Your instructions: For the records that follow, please set down exactly the lines between the one holding "column 151, row 120" and the one holding "column 260, row 38", inclusive, and only those.

(Data records)
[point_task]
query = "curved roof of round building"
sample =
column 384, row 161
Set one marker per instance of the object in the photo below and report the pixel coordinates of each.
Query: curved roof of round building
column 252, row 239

---

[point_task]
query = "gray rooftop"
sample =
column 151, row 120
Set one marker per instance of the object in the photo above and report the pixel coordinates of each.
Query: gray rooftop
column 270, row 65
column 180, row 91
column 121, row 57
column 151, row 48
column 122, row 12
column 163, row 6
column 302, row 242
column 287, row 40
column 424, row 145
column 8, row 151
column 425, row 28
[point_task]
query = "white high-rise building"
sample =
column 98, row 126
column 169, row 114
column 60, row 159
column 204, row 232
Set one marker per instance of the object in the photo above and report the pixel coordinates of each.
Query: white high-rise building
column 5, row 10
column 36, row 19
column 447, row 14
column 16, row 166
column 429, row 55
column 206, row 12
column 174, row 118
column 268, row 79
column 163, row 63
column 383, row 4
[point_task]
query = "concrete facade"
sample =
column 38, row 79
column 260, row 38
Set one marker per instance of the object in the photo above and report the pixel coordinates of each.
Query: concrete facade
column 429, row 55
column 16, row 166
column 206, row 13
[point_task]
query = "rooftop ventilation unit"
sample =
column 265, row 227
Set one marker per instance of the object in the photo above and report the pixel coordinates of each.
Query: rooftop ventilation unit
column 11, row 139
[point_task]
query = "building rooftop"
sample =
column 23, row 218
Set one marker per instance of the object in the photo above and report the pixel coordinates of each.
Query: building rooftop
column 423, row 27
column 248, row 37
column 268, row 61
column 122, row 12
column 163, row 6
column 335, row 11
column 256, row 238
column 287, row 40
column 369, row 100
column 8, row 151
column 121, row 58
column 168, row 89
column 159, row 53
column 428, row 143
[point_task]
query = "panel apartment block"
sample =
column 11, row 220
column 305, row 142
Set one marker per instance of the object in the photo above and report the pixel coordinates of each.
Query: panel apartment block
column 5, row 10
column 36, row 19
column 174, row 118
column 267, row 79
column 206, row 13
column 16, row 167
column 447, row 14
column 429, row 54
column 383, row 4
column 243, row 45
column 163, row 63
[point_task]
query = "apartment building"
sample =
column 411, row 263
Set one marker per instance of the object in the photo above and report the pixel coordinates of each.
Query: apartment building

Task answer:
column 151, row 120
Set one marker per instance of the object in the photo above and report the pixel coordinates of each.
Query: gray rooftop
column 270, row 65
column 180, row 91
column 121, row 57
column 151, row 48
column 122, row 12
column 163, row 6
column 302, row 242
column 287, row 40
column 424, row 145
column 8, row 151
column 425, row 28
[point_task]
query = "white high-rise building"
sample =
column 98, row 126
column 169, row 114
column 60, row 159
column 204, row 232
Set one marker per instance of the object in the photo above and report the pixel coordinates of each.
Query: white high-rise building
column 5, row 10
column 36, row 19
column 447, row 14
column 16, row 166
column 429, row 55
column 206, row 12
column 174, row 118
column 268, row 79
column 163, row 63
column 383, row 4
[point_task]
query = "concrete facade"
sample =
column 38, row 79
column 260, row 38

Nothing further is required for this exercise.